Битва за Москву. Полная хроника - 203 дня - Андрей Сульдин
Шрифт:
Интервал:
2. Сегодня же эвакуировать Президиум Верховного Совета, а также правительство во главе с заместителем Председателя СНК т. Молотовым (т. Сталин эвакуируется завтра или позднее, смотря по обстановке).
3. Немедленно эвакуироваться органам Наркомата обороны и Наркомвоенмора в г. Куйбышев, а основной группе Генштаба – в г. Арзамас.

# Строки данных:
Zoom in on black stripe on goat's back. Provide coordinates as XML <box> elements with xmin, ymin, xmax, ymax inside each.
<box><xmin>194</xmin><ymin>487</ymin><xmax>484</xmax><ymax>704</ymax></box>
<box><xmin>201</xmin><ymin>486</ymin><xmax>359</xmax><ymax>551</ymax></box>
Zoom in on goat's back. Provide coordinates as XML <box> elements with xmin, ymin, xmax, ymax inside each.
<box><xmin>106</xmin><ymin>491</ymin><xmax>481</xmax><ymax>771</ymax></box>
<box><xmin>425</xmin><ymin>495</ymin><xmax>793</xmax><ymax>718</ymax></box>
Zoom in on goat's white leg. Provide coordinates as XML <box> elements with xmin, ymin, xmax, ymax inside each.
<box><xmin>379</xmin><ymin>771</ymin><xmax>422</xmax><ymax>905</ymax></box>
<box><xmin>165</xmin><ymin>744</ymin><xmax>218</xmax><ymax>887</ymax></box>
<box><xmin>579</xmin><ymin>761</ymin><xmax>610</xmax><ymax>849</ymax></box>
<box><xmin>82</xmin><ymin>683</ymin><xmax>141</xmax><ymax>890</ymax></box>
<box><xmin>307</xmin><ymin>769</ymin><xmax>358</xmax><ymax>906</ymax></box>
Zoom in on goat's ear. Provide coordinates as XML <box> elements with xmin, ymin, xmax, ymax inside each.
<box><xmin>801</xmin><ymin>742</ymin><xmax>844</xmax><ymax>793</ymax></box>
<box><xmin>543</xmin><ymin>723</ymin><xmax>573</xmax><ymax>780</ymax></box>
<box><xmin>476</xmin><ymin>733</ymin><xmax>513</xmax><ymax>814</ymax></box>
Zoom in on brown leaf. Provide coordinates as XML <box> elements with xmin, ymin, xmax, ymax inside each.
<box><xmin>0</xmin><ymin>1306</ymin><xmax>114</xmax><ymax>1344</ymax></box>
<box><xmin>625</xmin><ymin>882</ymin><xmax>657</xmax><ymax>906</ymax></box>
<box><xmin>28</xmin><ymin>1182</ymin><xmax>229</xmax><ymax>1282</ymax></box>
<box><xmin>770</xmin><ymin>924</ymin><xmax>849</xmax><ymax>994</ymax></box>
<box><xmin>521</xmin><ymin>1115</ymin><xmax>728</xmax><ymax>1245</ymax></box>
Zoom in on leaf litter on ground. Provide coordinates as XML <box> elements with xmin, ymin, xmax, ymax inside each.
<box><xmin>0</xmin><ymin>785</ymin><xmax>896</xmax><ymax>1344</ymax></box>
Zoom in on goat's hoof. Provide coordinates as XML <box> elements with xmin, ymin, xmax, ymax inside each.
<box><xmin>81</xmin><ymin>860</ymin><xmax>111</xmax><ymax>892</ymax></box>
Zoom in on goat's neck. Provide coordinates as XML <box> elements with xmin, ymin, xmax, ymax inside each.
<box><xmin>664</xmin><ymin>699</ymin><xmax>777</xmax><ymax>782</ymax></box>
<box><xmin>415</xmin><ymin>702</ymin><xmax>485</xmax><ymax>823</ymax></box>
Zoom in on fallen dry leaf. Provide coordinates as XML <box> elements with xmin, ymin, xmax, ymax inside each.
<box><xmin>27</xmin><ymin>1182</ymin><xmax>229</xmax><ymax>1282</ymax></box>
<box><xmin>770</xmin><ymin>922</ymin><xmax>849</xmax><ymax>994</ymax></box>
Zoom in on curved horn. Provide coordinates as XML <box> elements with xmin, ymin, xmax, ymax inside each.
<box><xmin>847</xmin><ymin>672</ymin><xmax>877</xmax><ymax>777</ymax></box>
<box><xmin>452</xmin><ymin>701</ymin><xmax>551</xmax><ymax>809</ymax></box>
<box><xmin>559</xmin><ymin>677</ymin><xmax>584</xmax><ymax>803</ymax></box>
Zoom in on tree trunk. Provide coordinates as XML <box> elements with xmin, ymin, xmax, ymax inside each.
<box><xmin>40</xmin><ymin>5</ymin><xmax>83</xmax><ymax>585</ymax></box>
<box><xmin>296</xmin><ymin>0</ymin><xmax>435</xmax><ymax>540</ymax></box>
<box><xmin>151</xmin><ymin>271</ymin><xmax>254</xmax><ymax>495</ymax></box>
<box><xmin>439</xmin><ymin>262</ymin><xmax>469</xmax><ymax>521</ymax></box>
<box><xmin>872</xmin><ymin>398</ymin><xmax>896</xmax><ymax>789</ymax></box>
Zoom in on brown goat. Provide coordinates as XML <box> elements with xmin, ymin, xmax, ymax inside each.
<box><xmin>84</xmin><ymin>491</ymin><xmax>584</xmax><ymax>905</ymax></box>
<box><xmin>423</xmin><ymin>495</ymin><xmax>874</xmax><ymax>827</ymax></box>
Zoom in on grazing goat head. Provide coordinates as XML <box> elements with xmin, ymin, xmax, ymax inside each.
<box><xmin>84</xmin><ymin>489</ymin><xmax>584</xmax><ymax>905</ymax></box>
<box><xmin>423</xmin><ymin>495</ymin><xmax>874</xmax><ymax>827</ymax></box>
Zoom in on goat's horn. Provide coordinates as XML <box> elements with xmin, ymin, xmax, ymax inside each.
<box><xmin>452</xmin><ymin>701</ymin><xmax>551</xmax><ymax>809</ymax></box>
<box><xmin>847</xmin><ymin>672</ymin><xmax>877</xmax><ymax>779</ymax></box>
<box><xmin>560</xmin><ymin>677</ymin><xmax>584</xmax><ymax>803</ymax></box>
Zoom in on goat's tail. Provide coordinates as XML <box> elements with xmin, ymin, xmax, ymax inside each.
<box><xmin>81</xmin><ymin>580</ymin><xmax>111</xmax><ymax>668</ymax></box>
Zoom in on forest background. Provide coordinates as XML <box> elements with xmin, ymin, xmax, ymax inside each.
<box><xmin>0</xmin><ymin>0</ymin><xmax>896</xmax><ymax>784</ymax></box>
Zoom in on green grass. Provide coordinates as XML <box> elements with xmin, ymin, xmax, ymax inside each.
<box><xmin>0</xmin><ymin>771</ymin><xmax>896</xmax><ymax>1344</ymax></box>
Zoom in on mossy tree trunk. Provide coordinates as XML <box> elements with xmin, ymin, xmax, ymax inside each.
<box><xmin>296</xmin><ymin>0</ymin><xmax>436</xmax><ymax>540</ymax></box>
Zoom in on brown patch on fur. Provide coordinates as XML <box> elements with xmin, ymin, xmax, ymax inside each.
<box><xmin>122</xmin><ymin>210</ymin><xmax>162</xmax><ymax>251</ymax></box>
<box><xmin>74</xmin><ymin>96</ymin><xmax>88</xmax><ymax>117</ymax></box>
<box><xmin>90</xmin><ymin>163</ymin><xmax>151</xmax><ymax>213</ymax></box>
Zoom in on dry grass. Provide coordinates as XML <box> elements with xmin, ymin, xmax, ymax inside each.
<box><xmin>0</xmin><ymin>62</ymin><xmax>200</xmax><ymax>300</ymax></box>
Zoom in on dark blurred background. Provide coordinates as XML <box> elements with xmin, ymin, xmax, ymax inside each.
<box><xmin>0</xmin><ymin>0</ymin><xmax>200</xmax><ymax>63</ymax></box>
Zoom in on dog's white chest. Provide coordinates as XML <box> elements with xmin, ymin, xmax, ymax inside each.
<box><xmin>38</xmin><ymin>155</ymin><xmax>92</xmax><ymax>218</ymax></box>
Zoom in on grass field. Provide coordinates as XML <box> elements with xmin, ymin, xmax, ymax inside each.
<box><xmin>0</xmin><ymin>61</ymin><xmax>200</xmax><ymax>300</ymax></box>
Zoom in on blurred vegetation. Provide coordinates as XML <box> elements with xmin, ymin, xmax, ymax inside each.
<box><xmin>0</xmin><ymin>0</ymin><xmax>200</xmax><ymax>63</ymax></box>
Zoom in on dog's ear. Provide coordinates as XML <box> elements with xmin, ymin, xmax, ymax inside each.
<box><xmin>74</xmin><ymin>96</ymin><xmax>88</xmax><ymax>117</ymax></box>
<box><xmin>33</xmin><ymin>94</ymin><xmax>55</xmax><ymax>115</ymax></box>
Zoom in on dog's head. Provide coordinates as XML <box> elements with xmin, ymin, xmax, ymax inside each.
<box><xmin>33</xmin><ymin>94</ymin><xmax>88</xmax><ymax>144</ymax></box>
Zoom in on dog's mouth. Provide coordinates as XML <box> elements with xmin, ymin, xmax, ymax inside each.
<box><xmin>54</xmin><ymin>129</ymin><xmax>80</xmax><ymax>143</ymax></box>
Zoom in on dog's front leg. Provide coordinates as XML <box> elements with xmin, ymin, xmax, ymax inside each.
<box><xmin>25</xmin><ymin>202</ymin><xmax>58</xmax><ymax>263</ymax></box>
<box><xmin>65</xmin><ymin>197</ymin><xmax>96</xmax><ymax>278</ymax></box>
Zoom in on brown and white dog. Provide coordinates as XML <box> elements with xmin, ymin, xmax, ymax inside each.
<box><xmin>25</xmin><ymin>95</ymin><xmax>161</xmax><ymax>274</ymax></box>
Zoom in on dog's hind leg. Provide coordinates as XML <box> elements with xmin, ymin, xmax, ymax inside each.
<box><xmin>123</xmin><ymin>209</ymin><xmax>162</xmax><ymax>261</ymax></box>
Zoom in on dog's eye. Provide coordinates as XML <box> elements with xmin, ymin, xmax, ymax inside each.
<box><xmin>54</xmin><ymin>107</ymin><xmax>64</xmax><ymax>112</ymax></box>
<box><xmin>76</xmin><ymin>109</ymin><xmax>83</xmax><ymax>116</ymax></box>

# Задачи:
1: Куда, согласно тексту страницы, должна эвакуироваться основная группа Генштаба?
2: Оформите, пожалуйста, записи от строки с "Zoom in on dog's eye." до конца записей включительно как CSV с двумя столбцами «текст» и «ответ». Каждой записи соответствует одна строка CSV, где оба значения заключены в кавычки, а переносы строк заменены пробелами.

# Ответы к задачам:
1: В г. Арзамас.

2:
текст,ответ
"Zoom in on dog's eye. Provide coordinates as XML <box> elements with xmin, ymin, xmax, ymax inside each.","<box><xmin>54</xmin><ymin>107</ymin><xmax>64</xmax><ymax>112</ymax></box> <box><xmin>76</xmin><ymin>109</ymin><xmax>83</xmax><ymax>116</ymax></box>"